Problem statement:
Convert the material, from its first line through the line holding "[[30, 11], [22, 11], [22, 34], [23, 34], [30, 29]]" inclusive, into a JSON list of strings with one string per line, leaving out blank lines.

Entries provided:
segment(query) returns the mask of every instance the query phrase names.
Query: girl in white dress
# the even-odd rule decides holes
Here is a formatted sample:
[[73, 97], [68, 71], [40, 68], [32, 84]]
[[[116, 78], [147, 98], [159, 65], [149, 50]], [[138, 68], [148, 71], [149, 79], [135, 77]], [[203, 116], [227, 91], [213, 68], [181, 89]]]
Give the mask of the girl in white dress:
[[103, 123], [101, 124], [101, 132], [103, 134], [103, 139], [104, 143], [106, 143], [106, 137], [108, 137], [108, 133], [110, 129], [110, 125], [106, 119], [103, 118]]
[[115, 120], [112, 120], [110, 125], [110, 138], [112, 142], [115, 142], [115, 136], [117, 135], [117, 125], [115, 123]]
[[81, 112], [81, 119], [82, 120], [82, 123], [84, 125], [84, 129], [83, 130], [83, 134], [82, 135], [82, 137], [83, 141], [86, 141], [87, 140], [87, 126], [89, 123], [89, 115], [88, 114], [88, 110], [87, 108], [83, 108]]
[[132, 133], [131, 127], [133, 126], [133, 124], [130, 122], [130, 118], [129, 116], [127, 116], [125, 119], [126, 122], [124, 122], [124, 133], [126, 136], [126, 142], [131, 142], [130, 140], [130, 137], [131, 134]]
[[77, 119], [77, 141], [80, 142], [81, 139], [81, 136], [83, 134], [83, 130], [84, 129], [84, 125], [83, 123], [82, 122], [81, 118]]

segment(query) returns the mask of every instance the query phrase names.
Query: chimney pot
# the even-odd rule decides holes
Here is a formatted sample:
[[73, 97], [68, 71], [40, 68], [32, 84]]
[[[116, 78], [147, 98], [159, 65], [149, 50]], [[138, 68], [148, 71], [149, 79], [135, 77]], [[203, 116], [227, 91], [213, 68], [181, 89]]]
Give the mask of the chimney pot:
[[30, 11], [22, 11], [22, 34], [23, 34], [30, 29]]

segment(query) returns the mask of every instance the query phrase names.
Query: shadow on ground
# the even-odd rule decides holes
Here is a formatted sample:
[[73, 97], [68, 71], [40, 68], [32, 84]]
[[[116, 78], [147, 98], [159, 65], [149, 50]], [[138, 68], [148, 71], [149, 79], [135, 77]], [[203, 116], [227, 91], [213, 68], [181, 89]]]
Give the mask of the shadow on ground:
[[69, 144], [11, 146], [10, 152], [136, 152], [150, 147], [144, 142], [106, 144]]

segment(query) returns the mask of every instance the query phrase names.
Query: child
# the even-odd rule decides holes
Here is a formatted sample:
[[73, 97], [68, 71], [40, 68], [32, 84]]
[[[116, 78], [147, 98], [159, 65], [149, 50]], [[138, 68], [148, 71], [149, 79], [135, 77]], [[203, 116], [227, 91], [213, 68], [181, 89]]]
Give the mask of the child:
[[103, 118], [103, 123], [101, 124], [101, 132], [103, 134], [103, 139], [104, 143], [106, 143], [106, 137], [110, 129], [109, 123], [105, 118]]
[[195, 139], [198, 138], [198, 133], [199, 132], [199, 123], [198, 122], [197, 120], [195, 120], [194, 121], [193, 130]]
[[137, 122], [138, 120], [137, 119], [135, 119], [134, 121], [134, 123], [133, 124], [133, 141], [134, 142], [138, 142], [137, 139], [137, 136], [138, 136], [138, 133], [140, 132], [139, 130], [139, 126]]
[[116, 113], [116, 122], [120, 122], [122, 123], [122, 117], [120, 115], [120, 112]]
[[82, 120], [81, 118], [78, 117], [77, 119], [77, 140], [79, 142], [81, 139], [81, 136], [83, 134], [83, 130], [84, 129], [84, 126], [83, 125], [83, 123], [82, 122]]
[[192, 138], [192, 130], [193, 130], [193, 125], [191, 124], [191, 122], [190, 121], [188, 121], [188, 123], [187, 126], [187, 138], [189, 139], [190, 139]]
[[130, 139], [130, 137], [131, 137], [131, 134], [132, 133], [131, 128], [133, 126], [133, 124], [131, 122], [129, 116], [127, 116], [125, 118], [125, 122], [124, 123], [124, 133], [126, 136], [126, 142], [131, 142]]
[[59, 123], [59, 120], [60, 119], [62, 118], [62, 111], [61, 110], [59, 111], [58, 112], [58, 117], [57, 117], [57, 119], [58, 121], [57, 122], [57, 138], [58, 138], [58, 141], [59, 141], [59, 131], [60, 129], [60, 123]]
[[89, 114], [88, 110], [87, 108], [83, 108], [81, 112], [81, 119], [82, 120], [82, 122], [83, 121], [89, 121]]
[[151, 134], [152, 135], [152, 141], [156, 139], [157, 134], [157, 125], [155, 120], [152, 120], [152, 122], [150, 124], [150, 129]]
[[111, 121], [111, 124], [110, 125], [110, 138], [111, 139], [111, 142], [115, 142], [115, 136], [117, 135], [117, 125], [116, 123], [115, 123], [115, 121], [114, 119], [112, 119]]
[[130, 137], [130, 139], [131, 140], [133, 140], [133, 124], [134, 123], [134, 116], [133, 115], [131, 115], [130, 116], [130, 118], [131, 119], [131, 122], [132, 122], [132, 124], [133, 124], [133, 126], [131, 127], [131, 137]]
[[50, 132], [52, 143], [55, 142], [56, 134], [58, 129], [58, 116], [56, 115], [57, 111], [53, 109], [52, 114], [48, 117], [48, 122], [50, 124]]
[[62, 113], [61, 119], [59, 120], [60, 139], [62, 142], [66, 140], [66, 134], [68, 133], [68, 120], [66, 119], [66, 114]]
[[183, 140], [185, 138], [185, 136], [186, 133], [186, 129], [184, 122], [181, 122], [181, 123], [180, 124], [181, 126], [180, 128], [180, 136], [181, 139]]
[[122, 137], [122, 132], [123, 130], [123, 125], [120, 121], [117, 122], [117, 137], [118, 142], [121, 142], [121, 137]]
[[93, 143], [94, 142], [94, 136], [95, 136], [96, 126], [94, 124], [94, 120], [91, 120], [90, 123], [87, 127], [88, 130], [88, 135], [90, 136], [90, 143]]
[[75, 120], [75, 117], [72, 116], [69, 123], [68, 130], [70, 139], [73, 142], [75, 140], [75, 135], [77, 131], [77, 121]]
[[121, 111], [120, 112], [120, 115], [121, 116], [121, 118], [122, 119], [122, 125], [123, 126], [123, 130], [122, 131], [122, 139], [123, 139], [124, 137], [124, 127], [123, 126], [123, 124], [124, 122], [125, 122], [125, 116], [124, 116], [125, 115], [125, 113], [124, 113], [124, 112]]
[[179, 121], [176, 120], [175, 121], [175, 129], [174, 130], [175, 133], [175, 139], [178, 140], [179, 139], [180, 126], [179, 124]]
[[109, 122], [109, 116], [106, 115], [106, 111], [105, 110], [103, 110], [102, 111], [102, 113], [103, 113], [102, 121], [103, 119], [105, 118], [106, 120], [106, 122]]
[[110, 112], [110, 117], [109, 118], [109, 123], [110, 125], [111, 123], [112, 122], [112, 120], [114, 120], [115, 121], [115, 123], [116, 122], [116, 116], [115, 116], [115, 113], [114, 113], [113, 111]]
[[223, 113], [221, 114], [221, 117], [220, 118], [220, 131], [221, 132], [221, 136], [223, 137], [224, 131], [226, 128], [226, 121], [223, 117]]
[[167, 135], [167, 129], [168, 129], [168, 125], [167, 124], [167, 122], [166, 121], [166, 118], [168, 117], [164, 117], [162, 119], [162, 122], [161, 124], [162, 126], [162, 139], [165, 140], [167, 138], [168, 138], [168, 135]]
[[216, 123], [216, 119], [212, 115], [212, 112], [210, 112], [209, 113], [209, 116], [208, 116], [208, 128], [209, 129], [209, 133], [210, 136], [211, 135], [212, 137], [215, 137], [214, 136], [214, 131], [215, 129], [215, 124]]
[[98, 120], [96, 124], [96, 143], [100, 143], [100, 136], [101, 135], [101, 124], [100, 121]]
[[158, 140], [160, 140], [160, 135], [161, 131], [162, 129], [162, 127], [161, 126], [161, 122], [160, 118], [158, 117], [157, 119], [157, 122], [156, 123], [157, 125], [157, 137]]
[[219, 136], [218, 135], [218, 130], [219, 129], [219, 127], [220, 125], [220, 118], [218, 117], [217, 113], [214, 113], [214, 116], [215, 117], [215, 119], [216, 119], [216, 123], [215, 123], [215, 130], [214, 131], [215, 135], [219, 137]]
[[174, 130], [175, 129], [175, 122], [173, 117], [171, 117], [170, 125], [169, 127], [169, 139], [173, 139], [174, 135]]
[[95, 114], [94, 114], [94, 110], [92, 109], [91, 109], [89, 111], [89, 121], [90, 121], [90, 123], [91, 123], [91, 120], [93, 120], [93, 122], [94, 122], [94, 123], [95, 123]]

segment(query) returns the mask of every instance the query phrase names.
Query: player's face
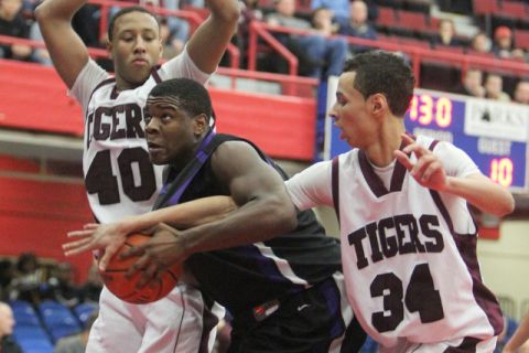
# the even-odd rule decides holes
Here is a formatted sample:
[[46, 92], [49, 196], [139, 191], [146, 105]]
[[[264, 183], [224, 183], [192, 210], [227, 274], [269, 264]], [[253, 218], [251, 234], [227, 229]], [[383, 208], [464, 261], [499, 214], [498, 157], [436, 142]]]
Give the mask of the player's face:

Answer for this exercise:
[
  "segment(query) returns the mask of every instance the query phrase names.",
  "Query: girl in white dress",
  "# the even-odd rule decides holes",
  "Here is a formatted sample:",
  "[[73, 97], [68, 71], [40, 68], [32, 84]]",
  "[[[116, 78], [147, 98], [159, 65], [149, 50]], [[138, 68], [148, 71], [149, 79], [135, 77]], [[203, 116], [227, 91], [213, 68], [181, 89]]]",
  "Give the mask of the girl in white dress:",
  "[[103, 123], [101, 124], [101, 132], [103, 134], [103, 139], [104, 143], [106, 143], [106, 137], [108, 137], [108, 133], [110, 129], [110, 125], [106, 119], [103, 118]]",
  "[[115, 120], [112, 120], [110, 125], [110, 138], [112, 142], [115, 142], [115, 136], [117, 135], [117, 125], [115, 123]]",
  "[[81, 112], [81, 119], [82, 120], [82, 123], [84, 125], [84, 129], [83, 130], [83, 134], [82, 135], [82, 137], [83, 141], [86, 141], [87, 140], [87, 126], [89, 123], [89, 115], [88, 114], [88, 110], [87, 108], [83, 108]]",
  "[[132, 133], [131, 127], [133, 126], [133, 124], [130, 122], [130, 118], [129, 116], [127, 116], [125, 119], [126, 122], [124, 122], [124, 133], [126, 136], [126, 142], [131, 142], [130, 140], [130, 137], [131, 134]]",
  "[[77, 119], [77, 141], [80, 142], [81, 139], [81, 136], [83, 134], [83, 130], [84, 129], [84, 125], [83, 123], [82, 122], [81, 118]]",
  "segment(query) returns the mask of every instance the query phrase names.",
  "Query: chimney pot",
  "# the even-odd rule decides holes",
  "Here is a formatted sample:",
  "[[73, 97], [68, 71], [40, 68], [32, 84]]",
  "[[[116, 78], [147, 98], [159, 65], [149, 50]], [[138, 68], [148, 71], [149, 79], [135, 77]], [[203, 116], [227, 91], [213, 68], [181, 89]]]",
  "Give the mask of the chimney pot:",
  "[[30, 11], [22, 11], [22, 34], [23, 34], [30, 29]]"
]